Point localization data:

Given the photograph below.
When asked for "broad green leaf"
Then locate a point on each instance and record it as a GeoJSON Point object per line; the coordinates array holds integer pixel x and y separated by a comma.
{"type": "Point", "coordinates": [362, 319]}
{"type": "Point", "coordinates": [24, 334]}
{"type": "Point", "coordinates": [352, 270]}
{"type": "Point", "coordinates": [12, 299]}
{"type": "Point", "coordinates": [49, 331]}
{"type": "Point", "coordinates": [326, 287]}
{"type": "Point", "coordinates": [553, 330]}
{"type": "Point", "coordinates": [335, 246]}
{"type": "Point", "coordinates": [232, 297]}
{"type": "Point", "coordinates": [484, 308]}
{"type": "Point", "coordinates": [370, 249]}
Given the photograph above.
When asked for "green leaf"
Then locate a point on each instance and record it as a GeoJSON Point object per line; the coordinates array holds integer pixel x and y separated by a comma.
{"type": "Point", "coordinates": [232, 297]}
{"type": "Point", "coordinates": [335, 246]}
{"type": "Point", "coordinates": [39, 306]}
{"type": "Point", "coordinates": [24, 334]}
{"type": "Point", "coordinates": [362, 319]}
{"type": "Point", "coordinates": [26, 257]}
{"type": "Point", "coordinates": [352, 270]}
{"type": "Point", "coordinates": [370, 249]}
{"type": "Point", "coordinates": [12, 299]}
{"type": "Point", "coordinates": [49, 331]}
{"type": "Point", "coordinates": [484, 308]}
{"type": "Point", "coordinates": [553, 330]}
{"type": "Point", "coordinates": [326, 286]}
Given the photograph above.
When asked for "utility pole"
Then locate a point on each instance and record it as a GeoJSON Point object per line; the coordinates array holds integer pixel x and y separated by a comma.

#### [DIRECTIONS]
Lines containing the word "asked": how many are there in the data above? Reply with only that number.

#### [SOLUTION TO THIS TASK]
3